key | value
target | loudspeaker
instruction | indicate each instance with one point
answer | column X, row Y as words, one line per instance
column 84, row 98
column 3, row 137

» WHAT YOU WILL DO
Output, exactly and with nothing else, the lines from the line containing "target | loudspeaker" to the end of the entries.

» RESULT OF THE EXERCISE
target | loudspeaker
instruction | indicate each instance with one point
answer | column X, row Y as words, one line per instance
column 84, row 98
column 3, row 137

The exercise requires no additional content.